_PROBLEM 1_
Retype the codemetrics passage from "At this point, added" to "n_cpus = mp.cpu_count()".
_PROBLEM 2_
Name every module that is brought in by an import statement in the codemetrics passage.
_PROBLEM 3_
Proceed with the codemetrics passage on Subversion diff statistics from the point where it stops.

_EXERCISE PASSAGE_
* * * * *

Subversion log (unlike git) does not provide the number of lines added and removed for each commit so codemetrics <readme> resort to a 2 passes process retrieving the log first:
log = cm.get_svn_log()
At this point, added and removed column will be NaN. To populate then run the second pass. It is slow because it relies on repeatedly calling svn diff -c
for each revision:
log.loc[:, ['added', 'removed']] = log.groupby('revision').apply(cm.get_diff_stats)
Note chunks=True
returns diff stats with a row for each diff chunks.
Function codemetrics.svn.get_diff_stats
Retrieving added and removed line with Subversion can be slow because codemetrics makes repeated calls to svn diff --git -c XXX
to count the number of pluses and minuses. To speed up the process somewhat, one can try to leverage dask like so:
import dask.dataframe as dd
import dask.diagnostics as ddiags
import multiprocessing as mp
n_cpus = mp.cpu_count()

* * * * *

[Saved entries]
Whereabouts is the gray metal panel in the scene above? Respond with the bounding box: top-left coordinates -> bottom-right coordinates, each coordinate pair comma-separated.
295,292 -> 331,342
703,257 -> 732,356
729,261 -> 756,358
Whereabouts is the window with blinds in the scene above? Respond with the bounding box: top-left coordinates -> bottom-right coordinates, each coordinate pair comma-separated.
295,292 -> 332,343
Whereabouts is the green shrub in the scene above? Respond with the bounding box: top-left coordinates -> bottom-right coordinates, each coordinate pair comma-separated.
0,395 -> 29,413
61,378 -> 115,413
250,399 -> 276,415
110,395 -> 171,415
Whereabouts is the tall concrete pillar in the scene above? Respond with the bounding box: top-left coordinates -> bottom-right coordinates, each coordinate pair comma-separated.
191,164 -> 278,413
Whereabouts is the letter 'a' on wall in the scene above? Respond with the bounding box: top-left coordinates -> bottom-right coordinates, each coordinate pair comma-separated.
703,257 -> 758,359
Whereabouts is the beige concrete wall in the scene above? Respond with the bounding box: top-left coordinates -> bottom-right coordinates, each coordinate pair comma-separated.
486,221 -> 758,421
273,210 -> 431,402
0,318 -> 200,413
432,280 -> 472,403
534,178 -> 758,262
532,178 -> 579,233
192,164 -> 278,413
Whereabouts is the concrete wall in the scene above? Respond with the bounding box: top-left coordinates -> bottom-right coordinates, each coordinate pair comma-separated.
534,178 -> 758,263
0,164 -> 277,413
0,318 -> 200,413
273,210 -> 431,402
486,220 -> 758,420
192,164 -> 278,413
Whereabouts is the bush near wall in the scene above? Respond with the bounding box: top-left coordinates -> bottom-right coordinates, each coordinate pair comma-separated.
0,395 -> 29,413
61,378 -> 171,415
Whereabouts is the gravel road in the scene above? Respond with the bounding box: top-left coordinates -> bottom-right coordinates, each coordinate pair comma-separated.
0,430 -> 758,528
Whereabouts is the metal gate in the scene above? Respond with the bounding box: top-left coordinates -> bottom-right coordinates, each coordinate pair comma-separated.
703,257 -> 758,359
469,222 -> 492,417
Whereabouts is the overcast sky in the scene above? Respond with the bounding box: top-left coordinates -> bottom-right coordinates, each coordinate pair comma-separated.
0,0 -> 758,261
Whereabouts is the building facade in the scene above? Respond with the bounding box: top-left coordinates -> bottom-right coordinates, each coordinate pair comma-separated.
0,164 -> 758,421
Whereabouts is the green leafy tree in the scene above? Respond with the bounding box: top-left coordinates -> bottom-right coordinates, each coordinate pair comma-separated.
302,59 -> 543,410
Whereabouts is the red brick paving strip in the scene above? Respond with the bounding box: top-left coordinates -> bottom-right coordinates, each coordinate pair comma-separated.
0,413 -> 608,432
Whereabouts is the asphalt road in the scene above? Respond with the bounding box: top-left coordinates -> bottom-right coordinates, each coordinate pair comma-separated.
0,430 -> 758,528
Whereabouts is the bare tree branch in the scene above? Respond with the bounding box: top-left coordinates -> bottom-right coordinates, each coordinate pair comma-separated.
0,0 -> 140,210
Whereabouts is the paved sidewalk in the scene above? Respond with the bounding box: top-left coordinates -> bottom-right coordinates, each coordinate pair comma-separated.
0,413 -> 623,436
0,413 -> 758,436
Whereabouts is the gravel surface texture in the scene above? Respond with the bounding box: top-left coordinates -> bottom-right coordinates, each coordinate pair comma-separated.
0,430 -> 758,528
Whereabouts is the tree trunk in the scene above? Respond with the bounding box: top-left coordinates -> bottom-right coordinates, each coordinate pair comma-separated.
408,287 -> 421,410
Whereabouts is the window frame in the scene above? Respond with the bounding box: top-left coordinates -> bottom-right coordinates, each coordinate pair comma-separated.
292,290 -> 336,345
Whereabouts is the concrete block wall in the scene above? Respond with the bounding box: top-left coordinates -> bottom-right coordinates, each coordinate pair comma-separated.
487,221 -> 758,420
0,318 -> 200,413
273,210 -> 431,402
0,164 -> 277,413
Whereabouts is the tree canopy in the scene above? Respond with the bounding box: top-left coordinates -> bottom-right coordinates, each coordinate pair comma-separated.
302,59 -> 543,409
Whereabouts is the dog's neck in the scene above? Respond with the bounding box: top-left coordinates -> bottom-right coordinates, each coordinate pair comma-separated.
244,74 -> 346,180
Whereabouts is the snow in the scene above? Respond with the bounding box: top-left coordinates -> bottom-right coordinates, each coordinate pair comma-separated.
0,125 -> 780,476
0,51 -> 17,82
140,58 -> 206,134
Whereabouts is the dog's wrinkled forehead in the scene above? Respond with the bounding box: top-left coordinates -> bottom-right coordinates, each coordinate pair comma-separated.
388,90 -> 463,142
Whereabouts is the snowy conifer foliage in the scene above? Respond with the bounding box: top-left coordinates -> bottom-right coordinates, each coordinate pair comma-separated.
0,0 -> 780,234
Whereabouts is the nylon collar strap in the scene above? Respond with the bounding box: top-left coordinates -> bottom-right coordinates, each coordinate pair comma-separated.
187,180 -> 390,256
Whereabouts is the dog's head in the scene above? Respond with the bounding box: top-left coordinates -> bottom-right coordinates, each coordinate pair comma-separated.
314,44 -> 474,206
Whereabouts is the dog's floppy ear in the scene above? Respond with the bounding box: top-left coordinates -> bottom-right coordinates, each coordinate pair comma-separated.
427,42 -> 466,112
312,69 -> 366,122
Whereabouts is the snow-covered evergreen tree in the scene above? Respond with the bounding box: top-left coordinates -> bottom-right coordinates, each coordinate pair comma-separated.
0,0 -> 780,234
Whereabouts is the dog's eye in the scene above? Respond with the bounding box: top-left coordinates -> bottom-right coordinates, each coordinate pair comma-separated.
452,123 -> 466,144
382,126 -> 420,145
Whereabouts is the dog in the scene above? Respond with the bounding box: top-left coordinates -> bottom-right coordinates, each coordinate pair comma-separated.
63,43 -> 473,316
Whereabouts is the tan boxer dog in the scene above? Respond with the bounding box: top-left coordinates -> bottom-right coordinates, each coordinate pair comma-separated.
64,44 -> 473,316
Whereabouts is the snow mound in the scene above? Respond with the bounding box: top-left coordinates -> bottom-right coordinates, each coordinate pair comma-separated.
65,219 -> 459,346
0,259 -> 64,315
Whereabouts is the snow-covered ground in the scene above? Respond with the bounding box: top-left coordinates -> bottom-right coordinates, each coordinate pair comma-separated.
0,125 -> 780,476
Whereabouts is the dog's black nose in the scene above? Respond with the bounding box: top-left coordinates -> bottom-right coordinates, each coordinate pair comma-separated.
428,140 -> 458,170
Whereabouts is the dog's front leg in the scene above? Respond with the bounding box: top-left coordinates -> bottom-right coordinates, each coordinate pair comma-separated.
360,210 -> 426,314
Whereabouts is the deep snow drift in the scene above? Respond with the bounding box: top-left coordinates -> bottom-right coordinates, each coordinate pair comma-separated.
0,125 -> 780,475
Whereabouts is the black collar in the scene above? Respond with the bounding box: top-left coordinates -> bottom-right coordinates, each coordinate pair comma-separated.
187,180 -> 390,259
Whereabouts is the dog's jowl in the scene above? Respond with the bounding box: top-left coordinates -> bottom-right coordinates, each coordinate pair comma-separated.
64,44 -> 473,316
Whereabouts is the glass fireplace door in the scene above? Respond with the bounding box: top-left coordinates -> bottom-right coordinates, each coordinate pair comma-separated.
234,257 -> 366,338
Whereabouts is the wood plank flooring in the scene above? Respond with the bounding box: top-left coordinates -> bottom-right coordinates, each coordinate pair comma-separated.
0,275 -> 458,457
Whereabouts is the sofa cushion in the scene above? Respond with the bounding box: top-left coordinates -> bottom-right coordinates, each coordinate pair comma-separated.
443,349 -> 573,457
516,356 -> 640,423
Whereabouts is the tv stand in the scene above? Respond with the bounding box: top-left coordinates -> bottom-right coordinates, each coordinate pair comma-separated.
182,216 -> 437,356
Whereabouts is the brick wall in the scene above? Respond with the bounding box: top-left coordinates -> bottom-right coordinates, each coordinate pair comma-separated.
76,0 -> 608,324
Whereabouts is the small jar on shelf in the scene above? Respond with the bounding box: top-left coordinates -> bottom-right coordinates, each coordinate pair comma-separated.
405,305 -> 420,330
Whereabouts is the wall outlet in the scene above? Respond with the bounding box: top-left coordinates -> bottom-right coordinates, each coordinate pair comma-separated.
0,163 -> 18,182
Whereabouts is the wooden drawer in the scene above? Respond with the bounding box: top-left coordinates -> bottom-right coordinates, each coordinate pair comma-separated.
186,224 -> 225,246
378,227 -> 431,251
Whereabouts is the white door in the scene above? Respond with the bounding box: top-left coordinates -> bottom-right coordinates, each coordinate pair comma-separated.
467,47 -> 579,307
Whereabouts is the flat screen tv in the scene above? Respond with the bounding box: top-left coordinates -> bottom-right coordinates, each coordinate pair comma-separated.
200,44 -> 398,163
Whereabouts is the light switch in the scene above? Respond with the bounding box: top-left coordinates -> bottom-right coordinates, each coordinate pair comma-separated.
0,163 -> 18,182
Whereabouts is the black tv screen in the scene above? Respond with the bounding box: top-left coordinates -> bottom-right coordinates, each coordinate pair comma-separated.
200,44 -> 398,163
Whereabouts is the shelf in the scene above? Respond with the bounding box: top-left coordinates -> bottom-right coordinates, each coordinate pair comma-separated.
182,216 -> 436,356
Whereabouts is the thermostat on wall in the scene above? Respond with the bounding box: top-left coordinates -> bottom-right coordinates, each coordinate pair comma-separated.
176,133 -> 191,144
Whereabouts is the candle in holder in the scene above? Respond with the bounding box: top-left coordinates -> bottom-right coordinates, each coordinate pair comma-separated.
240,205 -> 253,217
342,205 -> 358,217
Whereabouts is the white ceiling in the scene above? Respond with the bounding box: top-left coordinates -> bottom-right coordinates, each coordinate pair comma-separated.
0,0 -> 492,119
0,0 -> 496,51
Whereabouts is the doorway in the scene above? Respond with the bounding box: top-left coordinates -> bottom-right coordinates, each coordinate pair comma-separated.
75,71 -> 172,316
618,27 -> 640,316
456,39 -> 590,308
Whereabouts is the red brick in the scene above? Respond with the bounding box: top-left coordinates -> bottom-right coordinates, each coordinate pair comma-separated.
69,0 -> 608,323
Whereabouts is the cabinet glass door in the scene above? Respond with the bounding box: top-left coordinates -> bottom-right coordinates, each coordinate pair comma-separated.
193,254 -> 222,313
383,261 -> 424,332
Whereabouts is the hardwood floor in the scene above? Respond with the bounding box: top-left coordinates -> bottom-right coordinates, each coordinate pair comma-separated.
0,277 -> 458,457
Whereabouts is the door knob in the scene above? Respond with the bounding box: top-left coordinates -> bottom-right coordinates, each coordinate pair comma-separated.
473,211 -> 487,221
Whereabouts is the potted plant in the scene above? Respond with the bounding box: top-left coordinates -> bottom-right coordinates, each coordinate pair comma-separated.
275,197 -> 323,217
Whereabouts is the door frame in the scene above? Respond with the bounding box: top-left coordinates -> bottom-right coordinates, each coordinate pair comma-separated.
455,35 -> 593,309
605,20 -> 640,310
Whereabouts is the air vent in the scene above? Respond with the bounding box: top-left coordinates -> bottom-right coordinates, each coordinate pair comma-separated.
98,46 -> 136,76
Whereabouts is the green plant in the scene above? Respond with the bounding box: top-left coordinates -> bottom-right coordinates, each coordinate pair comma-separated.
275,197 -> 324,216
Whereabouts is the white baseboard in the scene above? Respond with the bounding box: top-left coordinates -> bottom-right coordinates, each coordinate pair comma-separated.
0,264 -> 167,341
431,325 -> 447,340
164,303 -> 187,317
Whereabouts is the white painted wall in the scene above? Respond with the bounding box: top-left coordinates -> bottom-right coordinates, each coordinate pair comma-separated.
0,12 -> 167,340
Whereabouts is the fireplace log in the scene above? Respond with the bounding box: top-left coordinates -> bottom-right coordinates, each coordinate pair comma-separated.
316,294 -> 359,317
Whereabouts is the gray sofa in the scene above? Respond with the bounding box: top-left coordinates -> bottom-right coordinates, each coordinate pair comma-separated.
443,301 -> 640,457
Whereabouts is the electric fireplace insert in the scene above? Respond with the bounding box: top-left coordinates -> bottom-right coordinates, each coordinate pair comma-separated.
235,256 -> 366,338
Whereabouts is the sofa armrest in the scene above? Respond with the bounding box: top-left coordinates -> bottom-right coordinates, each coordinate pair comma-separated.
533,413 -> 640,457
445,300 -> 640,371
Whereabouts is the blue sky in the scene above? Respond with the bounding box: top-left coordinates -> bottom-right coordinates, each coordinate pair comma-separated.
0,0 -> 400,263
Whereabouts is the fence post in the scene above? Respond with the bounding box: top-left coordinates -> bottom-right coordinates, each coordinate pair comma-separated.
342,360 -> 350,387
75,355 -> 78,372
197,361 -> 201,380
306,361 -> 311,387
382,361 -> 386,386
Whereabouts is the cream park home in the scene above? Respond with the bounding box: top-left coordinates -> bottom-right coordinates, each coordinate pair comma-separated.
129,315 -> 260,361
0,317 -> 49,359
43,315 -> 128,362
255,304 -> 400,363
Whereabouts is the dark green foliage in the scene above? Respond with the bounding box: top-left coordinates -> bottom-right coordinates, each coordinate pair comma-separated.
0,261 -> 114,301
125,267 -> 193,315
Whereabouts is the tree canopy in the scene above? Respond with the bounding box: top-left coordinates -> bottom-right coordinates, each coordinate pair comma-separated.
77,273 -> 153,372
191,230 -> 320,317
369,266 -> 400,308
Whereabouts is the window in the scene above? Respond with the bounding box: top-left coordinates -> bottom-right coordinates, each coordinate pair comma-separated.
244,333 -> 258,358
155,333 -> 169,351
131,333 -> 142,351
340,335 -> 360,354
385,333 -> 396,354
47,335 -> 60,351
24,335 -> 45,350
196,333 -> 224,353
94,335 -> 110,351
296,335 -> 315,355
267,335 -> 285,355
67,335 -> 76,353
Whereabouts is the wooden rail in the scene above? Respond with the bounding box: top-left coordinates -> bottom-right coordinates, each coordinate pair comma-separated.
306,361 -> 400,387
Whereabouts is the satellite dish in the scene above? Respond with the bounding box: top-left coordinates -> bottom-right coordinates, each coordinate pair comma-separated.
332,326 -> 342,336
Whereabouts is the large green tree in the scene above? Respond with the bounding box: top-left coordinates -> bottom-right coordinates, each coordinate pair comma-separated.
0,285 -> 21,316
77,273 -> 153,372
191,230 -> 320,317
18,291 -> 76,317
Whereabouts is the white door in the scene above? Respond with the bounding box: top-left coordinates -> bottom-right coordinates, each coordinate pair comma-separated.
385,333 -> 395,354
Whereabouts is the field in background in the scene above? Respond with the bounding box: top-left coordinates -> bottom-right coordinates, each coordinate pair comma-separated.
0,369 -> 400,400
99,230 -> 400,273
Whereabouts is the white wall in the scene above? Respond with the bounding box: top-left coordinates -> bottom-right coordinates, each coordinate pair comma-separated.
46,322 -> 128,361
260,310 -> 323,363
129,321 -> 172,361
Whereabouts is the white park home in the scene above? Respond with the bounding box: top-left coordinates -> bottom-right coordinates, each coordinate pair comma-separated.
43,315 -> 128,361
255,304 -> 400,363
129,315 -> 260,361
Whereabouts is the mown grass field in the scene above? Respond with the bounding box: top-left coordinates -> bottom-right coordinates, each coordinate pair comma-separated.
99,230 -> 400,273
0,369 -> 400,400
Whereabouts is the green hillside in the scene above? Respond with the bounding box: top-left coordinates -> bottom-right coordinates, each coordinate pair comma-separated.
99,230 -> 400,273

* * * * *

_WRITTEN ANSWER 1_
At this point, added and removed column will be NaN. To populate then run the second pass. It is slow because it relies on repeatedly calling svn diff -c
for each revision:
log.loc[:, ['added', 'removed']] = log.groupby('revision').apply(cm.get_diff_stats)
Note chunks=True
returns diff stats with a row for each diff chunks.
Function codemetrics.svn.get_diff_stats
Retrieving added and removed line with Subversion can be slow because codemetrics makes repeated calls to svn diff --git -c XXX
to count the number of pluses and minuses. To speed up the process somewhat, one can try to leverage dask like so:
import dask.dataframe as dd
import dask.diagnostics as ddiags
import multiprocessing as mp
n_cpus = mp.cpu_count()

_WRITTEN ANSWER 2_
dask.dataframe, dask.diagnostics, multiprocessing

_WRITTEN ANSWER 3_
log = cm.get_svn_log().reset_index()
meta = get_diff_stats(log[-1:]).iloc[0:0]
partitioned_log = dd.from_pandas(log, npartitions=n_cpus)
wf = partioned_log.groupby('revision').apply(get_diff_stats, chunks=False, meta=meta)
with ddiags.ProgressBar(): # optional
addrem_df = wf.conpute() # returns a pandas.DataFrame
Note that there is a significant overhead to start the parallel process.